DIRECTIONS
Each line of the data below from the one holding "train door, dropping" to the one holding "of the bare", inclusive, is to be reproduced exactly; no other line belongs in the answer.

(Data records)

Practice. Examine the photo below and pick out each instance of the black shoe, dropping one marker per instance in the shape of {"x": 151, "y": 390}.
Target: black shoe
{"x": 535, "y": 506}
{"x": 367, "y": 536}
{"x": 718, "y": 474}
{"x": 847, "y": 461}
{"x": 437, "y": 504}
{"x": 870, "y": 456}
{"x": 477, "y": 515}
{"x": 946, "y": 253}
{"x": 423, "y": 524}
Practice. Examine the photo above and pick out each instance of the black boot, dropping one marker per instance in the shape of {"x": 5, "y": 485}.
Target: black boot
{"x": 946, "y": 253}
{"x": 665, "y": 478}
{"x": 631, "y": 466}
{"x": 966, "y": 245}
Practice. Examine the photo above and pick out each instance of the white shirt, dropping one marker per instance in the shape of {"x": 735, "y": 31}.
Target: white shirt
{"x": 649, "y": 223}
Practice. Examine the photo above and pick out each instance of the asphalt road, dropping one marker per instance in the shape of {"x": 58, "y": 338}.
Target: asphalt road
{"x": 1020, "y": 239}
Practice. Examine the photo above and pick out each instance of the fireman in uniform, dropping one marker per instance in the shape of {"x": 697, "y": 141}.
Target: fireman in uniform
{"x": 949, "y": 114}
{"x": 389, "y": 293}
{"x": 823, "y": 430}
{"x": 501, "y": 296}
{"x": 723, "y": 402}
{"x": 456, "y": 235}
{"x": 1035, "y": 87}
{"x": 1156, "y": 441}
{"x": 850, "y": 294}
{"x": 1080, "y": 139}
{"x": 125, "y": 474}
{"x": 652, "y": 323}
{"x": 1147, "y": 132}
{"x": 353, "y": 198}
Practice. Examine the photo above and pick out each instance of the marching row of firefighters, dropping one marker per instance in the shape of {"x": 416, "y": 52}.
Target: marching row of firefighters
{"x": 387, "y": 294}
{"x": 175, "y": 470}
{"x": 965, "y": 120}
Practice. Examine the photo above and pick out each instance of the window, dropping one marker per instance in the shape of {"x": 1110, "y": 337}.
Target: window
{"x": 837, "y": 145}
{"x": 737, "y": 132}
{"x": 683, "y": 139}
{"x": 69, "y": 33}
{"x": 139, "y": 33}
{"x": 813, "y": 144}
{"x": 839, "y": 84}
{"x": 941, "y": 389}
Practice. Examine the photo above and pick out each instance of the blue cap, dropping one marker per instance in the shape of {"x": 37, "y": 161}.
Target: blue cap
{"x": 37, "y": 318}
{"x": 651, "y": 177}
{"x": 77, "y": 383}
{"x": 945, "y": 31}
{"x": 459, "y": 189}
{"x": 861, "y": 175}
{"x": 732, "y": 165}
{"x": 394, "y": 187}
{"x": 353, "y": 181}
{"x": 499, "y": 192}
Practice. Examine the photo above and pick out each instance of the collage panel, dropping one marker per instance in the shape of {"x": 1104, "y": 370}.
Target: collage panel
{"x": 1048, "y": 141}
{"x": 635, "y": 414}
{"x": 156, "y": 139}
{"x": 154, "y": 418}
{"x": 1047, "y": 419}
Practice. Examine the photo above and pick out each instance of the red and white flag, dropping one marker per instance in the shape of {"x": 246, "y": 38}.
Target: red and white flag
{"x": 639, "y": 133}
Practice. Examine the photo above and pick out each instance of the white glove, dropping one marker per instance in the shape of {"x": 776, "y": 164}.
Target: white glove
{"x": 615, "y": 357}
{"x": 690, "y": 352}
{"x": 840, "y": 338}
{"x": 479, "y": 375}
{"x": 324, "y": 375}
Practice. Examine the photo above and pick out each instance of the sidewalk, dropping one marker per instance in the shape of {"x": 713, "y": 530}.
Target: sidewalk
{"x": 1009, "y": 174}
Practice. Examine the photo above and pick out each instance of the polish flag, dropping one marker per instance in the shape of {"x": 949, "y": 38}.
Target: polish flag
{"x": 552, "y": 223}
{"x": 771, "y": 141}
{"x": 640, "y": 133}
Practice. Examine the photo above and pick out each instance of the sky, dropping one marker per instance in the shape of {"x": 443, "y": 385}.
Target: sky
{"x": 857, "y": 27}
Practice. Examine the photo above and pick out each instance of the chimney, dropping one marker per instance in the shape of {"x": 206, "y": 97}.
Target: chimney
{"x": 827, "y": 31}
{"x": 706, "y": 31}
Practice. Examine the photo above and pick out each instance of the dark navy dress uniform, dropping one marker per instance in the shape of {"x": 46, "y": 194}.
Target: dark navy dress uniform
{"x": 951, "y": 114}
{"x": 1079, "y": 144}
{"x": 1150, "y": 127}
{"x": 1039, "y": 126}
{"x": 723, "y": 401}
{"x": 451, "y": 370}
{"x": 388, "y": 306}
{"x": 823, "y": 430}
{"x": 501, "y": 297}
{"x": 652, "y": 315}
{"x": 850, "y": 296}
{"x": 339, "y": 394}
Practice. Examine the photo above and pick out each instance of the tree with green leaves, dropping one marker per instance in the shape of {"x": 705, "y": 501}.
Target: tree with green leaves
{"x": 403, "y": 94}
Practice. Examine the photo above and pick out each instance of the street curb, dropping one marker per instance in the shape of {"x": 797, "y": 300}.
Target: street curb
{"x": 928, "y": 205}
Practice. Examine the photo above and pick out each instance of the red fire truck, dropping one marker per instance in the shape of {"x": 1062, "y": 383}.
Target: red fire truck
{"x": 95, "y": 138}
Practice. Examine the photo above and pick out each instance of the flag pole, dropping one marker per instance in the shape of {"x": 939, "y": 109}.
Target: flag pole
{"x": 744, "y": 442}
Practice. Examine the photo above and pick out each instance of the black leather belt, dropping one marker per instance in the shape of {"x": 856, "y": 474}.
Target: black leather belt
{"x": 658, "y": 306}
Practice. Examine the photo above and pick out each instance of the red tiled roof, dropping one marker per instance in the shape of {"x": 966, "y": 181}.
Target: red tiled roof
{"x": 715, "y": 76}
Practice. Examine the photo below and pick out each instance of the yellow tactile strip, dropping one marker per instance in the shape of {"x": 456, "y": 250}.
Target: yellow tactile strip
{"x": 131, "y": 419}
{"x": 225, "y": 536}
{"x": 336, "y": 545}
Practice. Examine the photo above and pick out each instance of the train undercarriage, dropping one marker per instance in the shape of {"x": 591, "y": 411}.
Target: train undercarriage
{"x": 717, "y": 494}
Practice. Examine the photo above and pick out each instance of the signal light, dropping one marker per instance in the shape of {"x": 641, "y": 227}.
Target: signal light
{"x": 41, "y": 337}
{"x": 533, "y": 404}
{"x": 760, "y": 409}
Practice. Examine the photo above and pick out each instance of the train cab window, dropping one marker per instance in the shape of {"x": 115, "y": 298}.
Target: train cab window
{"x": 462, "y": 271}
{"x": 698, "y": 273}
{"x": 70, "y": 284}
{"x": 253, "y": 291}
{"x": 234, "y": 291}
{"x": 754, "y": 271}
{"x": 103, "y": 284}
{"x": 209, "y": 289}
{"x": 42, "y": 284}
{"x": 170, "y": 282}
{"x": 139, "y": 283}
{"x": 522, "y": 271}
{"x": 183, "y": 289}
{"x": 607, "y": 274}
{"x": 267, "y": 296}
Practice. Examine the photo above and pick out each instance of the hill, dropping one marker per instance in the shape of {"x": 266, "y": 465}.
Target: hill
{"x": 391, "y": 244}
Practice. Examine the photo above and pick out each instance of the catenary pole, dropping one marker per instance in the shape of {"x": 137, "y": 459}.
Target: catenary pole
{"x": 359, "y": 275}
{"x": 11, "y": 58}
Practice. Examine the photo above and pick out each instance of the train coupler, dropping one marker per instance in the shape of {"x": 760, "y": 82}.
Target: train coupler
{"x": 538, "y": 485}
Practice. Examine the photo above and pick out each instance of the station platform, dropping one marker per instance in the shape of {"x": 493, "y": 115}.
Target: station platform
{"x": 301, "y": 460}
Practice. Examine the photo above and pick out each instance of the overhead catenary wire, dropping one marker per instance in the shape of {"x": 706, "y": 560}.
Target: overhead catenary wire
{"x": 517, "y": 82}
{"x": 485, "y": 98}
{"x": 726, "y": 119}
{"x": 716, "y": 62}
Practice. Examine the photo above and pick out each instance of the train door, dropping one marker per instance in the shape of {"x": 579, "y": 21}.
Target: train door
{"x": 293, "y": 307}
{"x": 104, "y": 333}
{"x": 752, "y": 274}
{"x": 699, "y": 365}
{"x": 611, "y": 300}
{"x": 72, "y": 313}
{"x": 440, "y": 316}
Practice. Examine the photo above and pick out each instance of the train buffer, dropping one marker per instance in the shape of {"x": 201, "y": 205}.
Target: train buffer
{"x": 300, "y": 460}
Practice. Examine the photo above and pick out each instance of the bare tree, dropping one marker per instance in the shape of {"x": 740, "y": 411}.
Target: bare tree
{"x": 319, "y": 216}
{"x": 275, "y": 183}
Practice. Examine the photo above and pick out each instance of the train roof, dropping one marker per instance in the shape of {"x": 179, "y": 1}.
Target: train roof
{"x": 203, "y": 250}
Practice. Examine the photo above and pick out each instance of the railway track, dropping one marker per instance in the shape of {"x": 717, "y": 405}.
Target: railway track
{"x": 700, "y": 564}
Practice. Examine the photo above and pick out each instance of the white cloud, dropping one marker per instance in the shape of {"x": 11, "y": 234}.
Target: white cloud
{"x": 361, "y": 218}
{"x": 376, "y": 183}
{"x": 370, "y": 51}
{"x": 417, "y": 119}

REPLY TO THE TASK
Practice. Examine the photo above and pick out each instance of the train door, dropping one marker per instance in the shape of {"x": 579, "y": 21}.
Target: train door
{"x": 293, "y": 307}
{"x": 104, "y": 333}
{"x": 752, "y": 274}
{"x": 699, "y": 365}
{"x": 611, "y": 300}
{"x": 72, "y": 313}
{"x": 440, "y": 316}
Practice. Examine the photo above and pick out each instance of the train buffer, dropping one marker per instance in the shape of {"x": 201, "y": 205}.
Target: train buffer
{"x": 300, "y": 460}
Practice. Examine the photo above and pick out each instance of the bare tree, dropping one marker per instance in the shape of {"x": 740, "y": 411}.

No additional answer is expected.